# GOAL OF THE EXERCISE:
Each line from the one that contains "Target = evergreen tree" to the end of the material must be set down exactly, and no line before it.

[Object location annotation data]
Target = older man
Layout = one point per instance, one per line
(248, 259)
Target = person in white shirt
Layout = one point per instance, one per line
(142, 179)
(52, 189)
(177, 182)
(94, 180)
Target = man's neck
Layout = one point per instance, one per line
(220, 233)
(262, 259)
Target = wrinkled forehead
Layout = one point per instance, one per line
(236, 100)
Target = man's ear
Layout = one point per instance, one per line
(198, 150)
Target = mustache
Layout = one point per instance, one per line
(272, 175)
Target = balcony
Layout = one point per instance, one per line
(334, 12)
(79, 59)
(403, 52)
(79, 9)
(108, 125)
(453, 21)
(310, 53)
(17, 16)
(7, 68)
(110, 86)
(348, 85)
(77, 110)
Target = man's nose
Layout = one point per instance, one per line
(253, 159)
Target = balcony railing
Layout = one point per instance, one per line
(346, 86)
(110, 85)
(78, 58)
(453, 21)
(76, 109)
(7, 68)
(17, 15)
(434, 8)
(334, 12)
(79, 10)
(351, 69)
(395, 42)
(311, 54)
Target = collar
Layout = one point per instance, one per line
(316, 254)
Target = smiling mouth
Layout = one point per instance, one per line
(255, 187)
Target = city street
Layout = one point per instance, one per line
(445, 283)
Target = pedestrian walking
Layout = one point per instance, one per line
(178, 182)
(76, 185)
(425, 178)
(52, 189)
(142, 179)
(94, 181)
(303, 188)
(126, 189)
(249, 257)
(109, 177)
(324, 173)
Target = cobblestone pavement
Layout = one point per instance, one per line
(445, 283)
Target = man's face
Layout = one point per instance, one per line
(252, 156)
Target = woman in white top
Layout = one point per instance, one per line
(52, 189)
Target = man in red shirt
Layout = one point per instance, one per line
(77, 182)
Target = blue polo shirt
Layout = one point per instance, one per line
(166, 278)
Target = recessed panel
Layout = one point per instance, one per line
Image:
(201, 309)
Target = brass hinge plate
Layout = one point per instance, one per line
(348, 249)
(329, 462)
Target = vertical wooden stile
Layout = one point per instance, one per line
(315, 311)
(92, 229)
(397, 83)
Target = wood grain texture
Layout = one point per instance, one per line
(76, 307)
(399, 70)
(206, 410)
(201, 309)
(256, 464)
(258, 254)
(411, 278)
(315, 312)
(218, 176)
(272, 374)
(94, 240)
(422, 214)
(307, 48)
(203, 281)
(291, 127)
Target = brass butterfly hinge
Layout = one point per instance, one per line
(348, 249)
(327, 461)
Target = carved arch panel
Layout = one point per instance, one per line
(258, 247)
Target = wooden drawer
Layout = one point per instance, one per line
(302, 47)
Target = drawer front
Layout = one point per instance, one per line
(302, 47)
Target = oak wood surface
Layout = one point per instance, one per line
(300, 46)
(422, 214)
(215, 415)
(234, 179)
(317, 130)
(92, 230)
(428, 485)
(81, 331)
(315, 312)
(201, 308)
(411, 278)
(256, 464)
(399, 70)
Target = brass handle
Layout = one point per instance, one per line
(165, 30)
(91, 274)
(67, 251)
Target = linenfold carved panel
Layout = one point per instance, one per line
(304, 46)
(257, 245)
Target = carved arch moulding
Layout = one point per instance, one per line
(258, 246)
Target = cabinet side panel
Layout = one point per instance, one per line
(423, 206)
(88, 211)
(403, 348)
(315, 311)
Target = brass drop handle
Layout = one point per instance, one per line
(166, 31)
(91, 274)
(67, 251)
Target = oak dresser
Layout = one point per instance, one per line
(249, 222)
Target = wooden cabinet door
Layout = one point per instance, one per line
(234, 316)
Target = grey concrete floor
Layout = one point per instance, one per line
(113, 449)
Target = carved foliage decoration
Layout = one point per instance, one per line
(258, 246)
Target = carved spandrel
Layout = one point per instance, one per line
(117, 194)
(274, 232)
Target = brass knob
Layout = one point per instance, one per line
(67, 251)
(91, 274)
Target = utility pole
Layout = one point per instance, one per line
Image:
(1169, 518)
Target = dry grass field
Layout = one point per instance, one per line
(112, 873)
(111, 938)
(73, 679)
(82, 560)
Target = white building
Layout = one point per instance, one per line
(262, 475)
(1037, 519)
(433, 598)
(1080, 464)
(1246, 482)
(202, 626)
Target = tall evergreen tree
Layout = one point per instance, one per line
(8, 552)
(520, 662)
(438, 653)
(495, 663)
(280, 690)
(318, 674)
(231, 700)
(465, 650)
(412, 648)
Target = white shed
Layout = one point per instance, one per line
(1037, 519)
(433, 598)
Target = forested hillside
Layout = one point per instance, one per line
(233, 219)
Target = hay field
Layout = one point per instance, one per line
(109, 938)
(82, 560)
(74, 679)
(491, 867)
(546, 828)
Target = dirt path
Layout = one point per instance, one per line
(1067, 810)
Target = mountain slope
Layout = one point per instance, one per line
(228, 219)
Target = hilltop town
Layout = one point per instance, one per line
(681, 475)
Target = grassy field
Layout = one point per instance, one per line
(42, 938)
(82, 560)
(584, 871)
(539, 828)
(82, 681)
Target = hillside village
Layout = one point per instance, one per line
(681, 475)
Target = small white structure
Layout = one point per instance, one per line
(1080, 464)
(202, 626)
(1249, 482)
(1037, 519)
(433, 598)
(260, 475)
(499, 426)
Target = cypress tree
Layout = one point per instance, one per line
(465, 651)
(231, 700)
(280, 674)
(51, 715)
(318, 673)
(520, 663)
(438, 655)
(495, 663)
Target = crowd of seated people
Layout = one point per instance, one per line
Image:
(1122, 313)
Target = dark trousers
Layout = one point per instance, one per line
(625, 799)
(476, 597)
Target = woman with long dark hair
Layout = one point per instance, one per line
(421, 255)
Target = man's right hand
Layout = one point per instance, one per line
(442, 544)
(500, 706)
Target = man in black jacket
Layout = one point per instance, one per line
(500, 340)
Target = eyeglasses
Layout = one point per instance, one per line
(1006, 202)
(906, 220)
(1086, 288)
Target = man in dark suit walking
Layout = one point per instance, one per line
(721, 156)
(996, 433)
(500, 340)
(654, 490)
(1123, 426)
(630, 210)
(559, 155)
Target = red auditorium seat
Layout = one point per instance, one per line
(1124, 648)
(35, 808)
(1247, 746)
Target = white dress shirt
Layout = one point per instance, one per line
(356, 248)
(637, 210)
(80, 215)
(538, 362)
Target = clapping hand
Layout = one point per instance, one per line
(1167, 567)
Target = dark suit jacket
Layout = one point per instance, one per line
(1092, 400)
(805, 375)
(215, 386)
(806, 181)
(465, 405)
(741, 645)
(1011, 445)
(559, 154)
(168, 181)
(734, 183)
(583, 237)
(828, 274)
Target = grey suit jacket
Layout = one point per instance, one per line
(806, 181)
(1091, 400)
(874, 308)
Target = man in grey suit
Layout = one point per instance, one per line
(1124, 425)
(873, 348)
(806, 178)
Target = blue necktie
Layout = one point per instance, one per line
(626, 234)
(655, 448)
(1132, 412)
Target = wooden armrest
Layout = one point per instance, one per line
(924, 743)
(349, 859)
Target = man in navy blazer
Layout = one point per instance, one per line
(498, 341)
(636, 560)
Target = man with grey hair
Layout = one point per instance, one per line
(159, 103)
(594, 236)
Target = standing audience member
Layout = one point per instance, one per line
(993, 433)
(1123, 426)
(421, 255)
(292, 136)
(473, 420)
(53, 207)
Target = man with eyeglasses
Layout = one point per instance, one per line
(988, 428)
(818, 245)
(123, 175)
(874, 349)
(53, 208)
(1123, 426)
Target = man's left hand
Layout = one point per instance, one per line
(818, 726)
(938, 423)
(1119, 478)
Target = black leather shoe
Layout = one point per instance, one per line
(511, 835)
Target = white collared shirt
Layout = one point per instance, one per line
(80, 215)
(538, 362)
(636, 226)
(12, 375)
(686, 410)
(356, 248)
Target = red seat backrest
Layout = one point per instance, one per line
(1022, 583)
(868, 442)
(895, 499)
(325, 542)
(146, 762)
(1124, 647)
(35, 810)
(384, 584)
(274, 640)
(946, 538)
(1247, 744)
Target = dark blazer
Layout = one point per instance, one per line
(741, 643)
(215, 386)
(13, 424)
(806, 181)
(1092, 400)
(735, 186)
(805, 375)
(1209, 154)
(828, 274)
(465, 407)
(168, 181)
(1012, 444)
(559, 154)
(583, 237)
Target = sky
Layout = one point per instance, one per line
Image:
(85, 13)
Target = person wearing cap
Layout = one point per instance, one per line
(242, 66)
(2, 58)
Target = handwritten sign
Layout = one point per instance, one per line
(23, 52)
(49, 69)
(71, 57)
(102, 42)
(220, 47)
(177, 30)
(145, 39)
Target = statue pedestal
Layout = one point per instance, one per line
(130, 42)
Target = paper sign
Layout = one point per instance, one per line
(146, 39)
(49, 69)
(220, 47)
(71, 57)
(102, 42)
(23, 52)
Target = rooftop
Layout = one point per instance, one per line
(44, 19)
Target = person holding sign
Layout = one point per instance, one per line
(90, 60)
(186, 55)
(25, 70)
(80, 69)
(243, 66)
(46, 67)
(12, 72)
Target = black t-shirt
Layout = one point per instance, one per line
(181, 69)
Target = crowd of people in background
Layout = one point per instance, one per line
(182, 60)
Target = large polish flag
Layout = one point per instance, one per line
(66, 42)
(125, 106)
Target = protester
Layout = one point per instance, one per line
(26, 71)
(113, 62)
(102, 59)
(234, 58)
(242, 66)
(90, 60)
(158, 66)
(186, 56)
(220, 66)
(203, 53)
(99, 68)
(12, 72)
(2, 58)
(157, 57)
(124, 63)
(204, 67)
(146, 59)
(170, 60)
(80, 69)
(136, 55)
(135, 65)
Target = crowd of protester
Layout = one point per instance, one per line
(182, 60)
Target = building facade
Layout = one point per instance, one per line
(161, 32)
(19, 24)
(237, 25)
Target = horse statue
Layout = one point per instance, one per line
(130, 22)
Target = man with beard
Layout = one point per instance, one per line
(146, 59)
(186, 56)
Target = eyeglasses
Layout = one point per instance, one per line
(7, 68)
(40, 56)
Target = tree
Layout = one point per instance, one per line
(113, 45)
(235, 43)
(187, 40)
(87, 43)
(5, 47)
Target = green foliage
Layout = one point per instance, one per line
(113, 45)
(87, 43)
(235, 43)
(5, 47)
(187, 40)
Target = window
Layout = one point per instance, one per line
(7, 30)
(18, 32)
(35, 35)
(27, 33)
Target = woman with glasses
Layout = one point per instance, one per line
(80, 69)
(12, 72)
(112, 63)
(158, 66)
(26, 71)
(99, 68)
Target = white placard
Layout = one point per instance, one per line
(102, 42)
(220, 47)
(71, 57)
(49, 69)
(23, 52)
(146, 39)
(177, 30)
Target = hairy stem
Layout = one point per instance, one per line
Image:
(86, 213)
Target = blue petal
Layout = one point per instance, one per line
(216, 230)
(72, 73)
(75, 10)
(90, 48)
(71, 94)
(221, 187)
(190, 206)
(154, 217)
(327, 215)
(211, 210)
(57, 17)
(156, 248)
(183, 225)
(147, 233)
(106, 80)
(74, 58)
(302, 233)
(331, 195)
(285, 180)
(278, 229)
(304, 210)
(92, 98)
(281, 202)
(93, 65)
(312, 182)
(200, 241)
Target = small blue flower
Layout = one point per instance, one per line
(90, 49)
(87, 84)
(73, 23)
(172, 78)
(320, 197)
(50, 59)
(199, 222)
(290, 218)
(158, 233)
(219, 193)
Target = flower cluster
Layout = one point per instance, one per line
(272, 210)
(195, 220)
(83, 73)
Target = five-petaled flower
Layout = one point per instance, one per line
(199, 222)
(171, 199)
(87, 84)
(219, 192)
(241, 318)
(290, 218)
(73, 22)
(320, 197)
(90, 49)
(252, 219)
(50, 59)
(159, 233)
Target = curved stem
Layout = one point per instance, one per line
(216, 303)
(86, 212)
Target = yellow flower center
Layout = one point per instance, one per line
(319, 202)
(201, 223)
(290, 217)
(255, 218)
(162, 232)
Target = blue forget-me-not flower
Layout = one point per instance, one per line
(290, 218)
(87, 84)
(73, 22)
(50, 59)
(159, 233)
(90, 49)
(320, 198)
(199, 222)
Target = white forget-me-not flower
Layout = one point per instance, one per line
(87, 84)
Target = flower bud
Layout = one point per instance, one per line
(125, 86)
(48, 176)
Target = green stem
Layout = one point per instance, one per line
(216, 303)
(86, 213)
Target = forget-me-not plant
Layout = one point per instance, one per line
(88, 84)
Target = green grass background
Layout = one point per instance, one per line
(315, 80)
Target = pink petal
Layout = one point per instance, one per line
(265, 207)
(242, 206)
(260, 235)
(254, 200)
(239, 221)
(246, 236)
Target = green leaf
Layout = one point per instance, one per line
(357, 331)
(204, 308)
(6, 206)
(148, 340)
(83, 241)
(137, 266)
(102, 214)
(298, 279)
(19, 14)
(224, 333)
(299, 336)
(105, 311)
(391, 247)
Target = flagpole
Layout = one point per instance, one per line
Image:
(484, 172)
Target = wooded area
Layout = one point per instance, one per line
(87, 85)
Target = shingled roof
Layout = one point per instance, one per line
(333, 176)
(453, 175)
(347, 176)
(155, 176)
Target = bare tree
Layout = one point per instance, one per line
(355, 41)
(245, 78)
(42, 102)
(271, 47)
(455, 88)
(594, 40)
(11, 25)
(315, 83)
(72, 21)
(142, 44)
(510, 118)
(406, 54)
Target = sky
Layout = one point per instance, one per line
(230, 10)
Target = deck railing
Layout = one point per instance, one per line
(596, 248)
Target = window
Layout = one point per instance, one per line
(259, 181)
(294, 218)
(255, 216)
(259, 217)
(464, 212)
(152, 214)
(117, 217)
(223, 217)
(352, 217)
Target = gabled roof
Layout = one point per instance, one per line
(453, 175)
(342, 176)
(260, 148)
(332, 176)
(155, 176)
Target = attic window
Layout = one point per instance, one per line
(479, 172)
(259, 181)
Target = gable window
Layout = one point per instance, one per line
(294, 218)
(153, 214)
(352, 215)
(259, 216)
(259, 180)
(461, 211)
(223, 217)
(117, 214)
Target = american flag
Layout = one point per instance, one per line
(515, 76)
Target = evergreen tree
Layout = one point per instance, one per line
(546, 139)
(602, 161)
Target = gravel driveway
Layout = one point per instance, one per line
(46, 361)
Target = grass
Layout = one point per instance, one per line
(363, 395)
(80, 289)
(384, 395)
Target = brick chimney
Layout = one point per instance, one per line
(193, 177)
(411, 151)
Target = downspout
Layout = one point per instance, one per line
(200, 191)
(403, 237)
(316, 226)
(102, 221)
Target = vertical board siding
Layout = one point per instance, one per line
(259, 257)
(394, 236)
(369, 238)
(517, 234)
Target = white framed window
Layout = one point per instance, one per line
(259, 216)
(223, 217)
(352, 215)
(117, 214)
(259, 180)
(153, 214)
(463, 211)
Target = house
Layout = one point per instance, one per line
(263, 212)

# SOLVED PROBLEM:
Target = evergreen tree
Layout = one point per instance, one per line
(546, 139)
(602, 161)
Target = gravel driveway
Layout = one point per instance, one per line
(46, 361)
Target = grass
Layout = one point per instance, one per line
(363, 395)
(80, 289)
(384, 395)
Target = brick chimney
Layout = one point per instance, one per line
(193, 177)
(411, 151)
Target = downspout
Layout = one point per instance, one per line
(200, 191)
(403, 237)
(316, 226)
(102, 221)
Target = vertical board siding
Layout = one point per instance, one per line
(259, 257)
(394, 236)
(369, 238)
(517, 234)
Target = white framed window
Layout = one point per instance, one per line
(259, 216)
(223, 217)
(352, 215)
(117, 214)
(259, 180)
(153, 214)
(463, 211)
Target = house
Layout = one point per instance, one per line
(263, 212)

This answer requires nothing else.